Passage provided ::
- - - - - - -

Strathmore University eyes power bill cuts with mega solar system

What you need to know:

  • The photovoltaic systems have been installed on rooftops at Madaraka Campus.
  • They generate up 75 per cent of what Strathmore University needs.
  • The university is looking to cut its monthly bill which stands at Sh2.3 million.
  • The project began in October last year and took Quests three months to install the system.

As the cost of electricity keeps rising in Kenya, more companies and colleges are turning to cheaper energy. Strathmore University has joined Williamsons Tea Factory which produces its own one megawatt (MW) and UNEP Headquarters which produces 500 kilowatts, by investing in an innovative solar power technology that is currently feeding 75 per cent of its power demands.

The 0.6MW solar photovoltaic system tied to the national power grid started lighting up the university last month. The photovoltaic system is installed on the roof top of its Nairobi Madaraka Campus.

Occupying six buildings at the campus, the green energy project consists of 2,400 solar panels, 1,200 optimisers and 30 inverters and has a life-span of over 20 years.

Instead of setting up a solar farm, Williamsons Tea Factory and Strathmore opted for roof-top systems, best suited in areas where space is scarce and vertical development is the only option.

“The university’s monthly bill of Sh2.3 million is now a thing of the past. Installing the system will save the institution a lot of resources in years to come,” said Prof Izael da Silva, a renewable energy specialist and director of Centre of Excellence in Renewable Energy and Sustainable Development in Strathmore.

The system is integrated with a monitoring software that gives real-time feeds on the performance of every solar panel. For instance, using the software, the team has determined that the daily power production of the system is 2.2 to 2.8 megawatt hours.

Besides, with the help of the software, supervisors monitor the entire system at panel level and can tell when one fails, or when it is not at par with the rest.

“People managing the project are able to login and monitor power produced by each panel on a real-time basis, allowing any potential problems to be spotted and arrested immediately,” said engineer Raul Figueroa, executive director Quests, a real estate project management consulting company in Kenya.

The software is also designed to trigger an alarm that directs engineers to a dysfunctional panel (s). “We engineers are able to find out about panels that are producing less power from our phones or computers,” said Mr Figueroa.

The project began in October last year and took Quests three months to install the system.

However, the downside to the system is that it does not any have storage capacity for night-time usage. This is largely due to the high purchase and maintenance cost of storage equipment. Lack of a power back-up means that the institution uses power generated directly.

Although reliance on Kenya Power is reduced to the bare minimum during day time, when darkness sets in the campus has to depend on the national distributor for electricity.

“Kenya Power may offer very low prices for solar energy fed to the grid, but it is inevitable to sell excess solar energy to the national grid especially during day time,” said Prof Da Silva.

Kenya Power buys the power fed to the grid at 12 cents per kilowatt hour or unit. “The price can be justified because they incur production, operations and transmission costs,” he said.

Strathmore University managed to get financing for the project from French Development to the tune of $1.3 million (Sh114 million), with a payback time of six years. Such a solar photovoltaic system is ideal for institutions, like schools and hospitals, whose power consumption levels are very high.

The system stops or minimises over-reliance on electricity from a national distributor, cuts down power bills, helping the institution to channel that money into other projects.

- - - - - - -

Natural-language descriptions of regions:
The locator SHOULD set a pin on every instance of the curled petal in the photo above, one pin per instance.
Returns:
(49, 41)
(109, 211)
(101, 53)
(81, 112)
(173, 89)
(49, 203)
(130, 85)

- - - - - - -

Return the part of the article on the Strathmore solar system between "Occupying six buildings" and "over 20 years.", inclusive, copied exactly. The rows can be ignored.

Occupying six buildings at the campus, the green energy project consists of 2,400 solar panels, 1,200 optimisers and 30 inverters and has a life-span of over 20 years.